[Text shown]:
[Start]

Hi.
Currently, running the container as an arbitrary user is pretty complicated, involving mounting a customized /etc/passwd and bindmounting any volume the postgres user might need to access so that permissions can be made to match(e.g. /var/run/postgresql must use a bindmount with the right permissions for the arbitrary user).
It would be nice if the entrypoint of the image could make this easier. For example, by passing POSTGRESQL_USER_ID and POSTGRESQL_GROUP_ID environment variables, the entrypoint could take care of changing the postgres uid and gid(using usermod) and changing permissions of relevant directories. This would help reduce deployment complexity for those who require that the container be run with a specific user(e.g. to make data bindmounts accessible on the host).
Thanks!
If you use the Debian variants, you don't need to do anything with /etc/passwd -- any arbitrary UID will work (the image will use nss_wrapper behind the scenes as necessary to get initdb to allow this).
@tianon Okay, fair enough, thanks! Then I guess my suggestion only applies to the non-debian variants.

[End]

[Segmentation dataset excerpts]:

[Start]

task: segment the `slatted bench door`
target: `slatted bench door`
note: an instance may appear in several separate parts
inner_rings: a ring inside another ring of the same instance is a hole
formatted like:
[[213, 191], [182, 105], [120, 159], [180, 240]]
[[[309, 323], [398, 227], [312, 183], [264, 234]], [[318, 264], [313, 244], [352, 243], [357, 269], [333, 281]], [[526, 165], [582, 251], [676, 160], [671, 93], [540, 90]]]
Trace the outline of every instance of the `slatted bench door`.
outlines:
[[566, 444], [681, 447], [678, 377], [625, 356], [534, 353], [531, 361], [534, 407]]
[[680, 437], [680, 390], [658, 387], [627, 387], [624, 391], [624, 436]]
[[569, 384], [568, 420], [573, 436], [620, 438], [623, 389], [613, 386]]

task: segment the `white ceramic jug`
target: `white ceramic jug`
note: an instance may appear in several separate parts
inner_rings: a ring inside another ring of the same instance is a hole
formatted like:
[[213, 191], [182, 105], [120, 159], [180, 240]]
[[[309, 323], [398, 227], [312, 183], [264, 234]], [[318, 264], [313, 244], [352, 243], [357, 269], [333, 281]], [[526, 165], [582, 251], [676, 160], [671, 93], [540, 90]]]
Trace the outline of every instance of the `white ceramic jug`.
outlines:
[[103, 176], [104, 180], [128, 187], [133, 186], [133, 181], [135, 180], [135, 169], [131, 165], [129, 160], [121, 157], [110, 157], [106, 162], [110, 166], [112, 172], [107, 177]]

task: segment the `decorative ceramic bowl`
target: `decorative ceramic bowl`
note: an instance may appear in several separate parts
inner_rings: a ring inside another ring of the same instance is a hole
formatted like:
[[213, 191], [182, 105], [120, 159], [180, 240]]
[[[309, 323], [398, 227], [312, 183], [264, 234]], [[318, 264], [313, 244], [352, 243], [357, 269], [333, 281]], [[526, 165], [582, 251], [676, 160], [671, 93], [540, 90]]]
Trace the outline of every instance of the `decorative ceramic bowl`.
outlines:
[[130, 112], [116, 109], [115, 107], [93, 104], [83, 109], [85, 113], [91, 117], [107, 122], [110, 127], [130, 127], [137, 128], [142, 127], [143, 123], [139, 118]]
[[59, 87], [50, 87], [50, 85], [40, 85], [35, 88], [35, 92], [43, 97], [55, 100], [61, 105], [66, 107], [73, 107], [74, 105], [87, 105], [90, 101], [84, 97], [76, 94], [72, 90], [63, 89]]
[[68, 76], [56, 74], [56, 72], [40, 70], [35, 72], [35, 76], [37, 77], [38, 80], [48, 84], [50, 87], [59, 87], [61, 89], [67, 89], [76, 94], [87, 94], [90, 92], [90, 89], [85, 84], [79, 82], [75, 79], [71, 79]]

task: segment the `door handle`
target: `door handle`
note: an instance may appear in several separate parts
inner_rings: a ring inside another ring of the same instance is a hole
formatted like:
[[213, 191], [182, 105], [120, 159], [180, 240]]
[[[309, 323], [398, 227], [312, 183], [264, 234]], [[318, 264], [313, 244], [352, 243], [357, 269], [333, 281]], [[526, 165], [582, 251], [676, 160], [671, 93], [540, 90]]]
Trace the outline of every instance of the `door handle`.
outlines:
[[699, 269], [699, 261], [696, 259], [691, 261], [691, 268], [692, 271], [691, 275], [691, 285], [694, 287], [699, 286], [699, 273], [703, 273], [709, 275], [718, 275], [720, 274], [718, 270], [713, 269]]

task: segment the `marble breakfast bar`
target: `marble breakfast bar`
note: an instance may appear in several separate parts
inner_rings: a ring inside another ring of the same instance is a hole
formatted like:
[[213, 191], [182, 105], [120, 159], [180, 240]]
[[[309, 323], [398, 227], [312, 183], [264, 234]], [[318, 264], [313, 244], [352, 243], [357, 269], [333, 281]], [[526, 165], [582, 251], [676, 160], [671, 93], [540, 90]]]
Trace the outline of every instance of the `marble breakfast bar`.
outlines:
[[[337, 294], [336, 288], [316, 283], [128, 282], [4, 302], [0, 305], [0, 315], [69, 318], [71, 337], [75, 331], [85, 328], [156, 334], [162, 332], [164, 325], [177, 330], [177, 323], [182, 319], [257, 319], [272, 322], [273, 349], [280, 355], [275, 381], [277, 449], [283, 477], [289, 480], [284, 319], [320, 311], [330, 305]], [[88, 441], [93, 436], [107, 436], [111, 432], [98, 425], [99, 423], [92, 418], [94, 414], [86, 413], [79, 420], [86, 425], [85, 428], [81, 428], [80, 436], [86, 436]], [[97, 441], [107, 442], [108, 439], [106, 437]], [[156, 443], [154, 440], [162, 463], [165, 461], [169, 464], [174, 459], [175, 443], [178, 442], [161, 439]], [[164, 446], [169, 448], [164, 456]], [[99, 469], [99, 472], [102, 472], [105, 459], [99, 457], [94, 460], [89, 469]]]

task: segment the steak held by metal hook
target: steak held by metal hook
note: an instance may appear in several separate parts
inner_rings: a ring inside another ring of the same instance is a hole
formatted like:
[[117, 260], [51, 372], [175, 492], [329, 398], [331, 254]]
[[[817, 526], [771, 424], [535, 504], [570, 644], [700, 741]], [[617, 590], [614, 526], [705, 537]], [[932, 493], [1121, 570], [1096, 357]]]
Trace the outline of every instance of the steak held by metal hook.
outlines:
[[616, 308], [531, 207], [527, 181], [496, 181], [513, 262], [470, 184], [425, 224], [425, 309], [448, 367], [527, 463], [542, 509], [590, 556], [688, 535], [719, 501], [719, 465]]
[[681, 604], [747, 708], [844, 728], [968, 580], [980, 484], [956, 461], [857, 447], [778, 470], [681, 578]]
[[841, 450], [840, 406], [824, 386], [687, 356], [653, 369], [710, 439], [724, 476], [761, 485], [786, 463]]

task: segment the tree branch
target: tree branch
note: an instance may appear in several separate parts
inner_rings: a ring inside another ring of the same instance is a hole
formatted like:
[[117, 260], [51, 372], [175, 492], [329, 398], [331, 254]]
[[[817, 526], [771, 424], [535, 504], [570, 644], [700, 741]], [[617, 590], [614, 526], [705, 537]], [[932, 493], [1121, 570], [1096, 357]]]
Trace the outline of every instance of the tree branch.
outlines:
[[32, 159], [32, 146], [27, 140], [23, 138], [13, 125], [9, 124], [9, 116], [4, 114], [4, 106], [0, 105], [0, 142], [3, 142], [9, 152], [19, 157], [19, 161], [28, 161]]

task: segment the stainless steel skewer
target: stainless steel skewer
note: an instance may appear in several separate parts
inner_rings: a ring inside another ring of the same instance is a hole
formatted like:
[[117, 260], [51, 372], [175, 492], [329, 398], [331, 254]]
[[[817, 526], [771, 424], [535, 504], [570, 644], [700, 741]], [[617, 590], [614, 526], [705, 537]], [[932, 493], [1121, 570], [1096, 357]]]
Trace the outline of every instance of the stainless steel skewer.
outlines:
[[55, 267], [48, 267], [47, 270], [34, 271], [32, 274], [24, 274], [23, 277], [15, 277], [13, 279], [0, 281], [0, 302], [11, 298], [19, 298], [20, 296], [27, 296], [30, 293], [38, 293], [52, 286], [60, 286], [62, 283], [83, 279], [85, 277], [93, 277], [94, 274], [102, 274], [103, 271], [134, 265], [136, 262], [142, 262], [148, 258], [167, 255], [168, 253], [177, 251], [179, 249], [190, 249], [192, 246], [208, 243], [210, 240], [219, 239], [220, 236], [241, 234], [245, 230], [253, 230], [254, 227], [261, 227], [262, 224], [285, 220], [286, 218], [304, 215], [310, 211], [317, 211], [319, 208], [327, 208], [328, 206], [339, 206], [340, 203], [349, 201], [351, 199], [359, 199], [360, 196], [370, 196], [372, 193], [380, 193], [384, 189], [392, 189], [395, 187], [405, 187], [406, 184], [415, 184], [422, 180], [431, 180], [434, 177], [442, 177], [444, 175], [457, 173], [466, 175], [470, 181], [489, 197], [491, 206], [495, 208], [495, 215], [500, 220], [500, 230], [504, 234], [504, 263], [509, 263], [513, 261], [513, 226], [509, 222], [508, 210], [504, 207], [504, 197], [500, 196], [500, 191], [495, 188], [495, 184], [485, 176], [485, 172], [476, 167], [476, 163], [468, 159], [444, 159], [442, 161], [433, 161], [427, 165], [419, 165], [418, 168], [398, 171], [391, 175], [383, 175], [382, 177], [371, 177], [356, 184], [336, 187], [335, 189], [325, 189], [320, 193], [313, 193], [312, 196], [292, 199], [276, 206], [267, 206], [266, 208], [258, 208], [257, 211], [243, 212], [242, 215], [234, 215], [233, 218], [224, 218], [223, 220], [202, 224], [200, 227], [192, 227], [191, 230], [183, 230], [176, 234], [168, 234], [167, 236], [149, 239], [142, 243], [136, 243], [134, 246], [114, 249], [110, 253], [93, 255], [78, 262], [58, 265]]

[End]

From the Postgres container discussion, extract the passage verbatim: begin at the words "It would be" and stop after the words "the non-debian variants.". The records were drawn from a separate source and are unrelated to the Postgres container discussion.

It would be nice if the entrypoint of the image could make this easier. For example, by passing POSTGRESQL_USER_ID and POSTGRESQL_GROUP_ID environment variables, the entrypoint could take care of changing the postgres uid and gid(using usermod) and changing permissions of relevant directories. This would help reduce deployment complexity for those who require that the container be run with a specific user(e.g. to make data bindmounts accessible on the host).
Thanks!
If you use the Debian variants, you don't need to do anything with /etc/passwd -- any arbitrary UID will work (the image will use nss_wrapper behind the scenes as necessary to get initdb to allow this).
@tianon Okay, fair enough, thanks! Then I guess my suggestion only applies to the non-debian variants.